* _TASK 1_: In the beekeeping text, write out the passage from "American foulbrood (AFB)" up to and including "they move around.".
* _TASK 2_: According to the beekeeping text, how long should hives stay wrapped in spring?
* _TASK 3_: Give what follows the last sentence of the beekeeping text.

··· DOCUMENT EXTRACT

To avoid this, don’t let the calendar dictate when to unwrap your hives. Instead, go by the temperature. Since spring nights can get pretty frigid, hives should stay wrapped until nighttime temperatures are consistently above 0°C for two weeks.
Checking for disease
It may seem grim, but for many beekeepers spring means looking for signs of disease. Winter can be rough on bees, and being forced together in a weakened state gives any lurking diseases a chance to spread.
To ensure a colony is healthy, keepers must thoroughly inspect their hives once days and nights are consistently warmer. This involves removing frames to examine the health of the brood that’s been laid. Inconsistent patterns, dead brood, or both, can signal that all is not well.
American foulbrood (AFB) is probably the most famous bee disease, and for good reason. AFB can affect colonies throughout the seasons and its hallmarks are irregular brood pattern, and dark, dead, and mucousy larvae. It also results in a fishy, rotten odour emanating from the beehives.
AFB is highly contagious. As the dead larvae harden, they produce spores. Live bees then spread these spores to other bees and other colonies as they move around.

······
··· RAW DATA

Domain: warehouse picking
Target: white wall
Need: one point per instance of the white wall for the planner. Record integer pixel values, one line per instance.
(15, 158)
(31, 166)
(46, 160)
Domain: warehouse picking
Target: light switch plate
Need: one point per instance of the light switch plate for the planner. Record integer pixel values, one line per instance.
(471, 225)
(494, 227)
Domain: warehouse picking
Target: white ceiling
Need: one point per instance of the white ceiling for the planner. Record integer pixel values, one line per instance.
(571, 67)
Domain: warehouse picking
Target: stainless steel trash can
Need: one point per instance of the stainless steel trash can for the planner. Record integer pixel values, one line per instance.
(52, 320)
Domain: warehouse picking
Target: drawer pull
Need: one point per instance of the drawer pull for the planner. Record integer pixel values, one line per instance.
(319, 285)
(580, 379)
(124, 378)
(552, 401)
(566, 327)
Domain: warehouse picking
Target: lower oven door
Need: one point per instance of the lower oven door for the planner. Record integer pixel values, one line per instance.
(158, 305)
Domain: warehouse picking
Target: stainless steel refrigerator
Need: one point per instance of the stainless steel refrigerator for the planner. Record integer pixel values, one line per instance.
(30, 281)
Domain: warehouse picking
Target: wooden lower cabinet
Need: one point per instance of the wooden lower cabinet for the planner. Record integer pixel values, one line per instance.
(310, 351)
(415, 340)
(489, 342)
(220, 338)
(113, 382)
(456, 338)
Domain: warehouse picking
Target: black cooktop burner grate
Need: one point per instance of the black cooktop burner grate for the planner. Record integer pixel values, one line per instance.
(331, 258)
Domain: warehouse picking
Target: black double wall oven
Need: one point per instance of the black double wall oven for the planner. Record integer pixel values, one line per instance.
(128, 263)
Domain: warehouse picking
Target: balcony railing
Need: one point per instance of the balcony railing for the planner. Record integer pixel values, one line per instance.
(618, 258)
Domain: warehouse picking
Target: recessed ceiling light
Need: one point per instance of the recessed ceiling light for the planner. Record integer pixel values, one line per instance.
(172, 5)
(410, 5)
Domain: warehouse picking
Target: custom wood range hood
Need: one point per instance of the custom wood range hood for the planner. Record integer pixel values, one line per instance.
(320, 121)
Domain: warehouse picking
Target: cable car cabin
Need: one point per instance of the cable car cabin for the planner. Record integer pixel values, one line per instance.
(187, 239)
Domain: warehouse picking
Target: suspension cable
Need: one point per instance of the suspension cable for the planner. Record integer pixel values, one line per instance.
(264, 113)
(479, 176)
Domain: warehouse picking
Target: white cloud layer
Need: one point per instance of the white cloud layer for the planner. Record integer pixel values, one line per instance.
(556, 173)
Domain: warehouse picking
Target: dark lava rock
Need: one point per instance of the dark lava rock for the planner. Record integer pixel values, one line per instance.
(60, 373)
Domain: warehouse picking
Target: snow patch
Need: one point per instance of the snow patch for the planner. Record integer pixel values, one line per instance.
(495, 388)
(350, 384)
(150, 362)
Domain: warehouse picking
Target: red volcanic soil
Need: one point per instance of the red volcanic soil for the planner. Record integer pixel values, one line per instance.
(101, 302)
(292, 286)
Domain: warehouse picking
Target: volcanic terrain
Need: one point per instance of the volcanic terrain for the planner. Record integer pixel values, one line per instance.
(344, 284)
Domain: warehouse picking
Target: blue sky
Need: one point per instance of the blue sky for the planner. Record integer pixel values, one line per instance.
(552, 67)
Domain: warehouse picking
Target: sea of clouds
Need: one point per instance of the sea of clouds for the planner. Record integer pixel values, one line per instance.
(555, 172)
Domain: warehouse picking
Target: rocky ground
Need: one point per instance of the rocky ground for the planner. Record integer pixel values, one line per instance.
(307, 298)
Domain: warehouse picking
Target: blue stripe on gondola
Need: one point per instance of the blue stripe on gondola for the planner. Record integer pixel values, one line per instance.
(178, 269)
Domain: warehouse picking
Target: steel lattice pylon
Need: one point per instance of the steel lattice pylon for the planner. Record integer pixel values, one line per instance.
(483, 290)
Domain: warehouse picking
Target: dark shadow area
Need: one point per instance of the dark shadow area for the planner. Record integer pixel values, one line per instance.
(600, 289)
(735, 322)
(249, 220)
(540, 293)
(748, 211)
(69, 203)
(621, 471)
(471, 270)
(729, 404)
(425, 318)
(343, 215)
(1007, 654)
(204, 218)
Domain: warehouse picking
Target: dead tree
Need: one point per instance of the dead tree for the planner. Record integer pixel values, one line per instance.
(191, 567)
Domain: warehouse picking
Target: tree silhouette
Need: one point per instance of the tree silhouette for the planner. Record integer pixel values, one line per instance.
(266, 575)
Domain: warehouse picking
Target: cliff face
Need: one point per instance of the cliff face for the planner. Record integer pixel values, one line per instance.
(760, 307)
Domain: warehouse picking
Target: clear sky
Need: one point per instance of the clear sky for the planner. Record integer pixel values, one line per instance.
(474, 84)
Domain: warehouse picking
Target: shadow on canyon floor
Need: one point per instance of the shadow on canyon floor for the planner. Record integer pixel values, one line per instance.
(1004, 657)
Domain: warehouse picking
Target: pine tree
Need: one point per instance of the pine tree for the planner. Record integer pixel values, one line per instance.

······

* _RESPONSE BOX 1_:
American foulbrood (AFB) is probably the most famous bee disease, and for good reason. AFB can affect colonies throughout the seasons and its hallmarks are irregular brood pattern, and dark, dead, and mucousy larvae. It also results in a fishy, rotten odour emanating from the beehives.
AFB is highly contagious. As the dead larvae harden, they produce spores. Live bees then spread these spores to other bees and other colonies as they move around.

* _RESPONSE BOX 2_: Until nighttime temperatures have been consistently above 0°C for two weeks.

* _RESPONSE BOX 3_:
AFB’s rapid spread and lack of cure means there’s no time to waste once signs of it are spotted. It may sound harsh, but infected colonies must be destroyed immediately upon discovery. Any equipment, honey, wax, or pollen associated with the infected colony must also be destroyed by burning.
While it’s the most severe disease a honey producer can be afflicted with, AFB is thankfully rare in Ontario. Unfortunately, it’s not the only disease Ontario beekeepers worry about. They must also keep an eye out for other diseases like chalkbrood, as well as parasites like Nosema, tracheal mites, small hive beetles, and the often-present varroa mite.
Controlling for pests
Bees can be the victim of several different kinds of pests. Varroa mites are tiny parasites that are almost always present where honey bees are found. Varroa vampirize adult bees. However, their real destructive force is that they lay their eggs on bee larvae and feed off the developing baby bees.
This parasitism causes the baby bees to develop abnormally or die altogether. Varroa lay their eggs on bee larvae before the larval cells are capped, leaving the lifecycle of the mites uninterrupted as they hatch and feed off the baby bees.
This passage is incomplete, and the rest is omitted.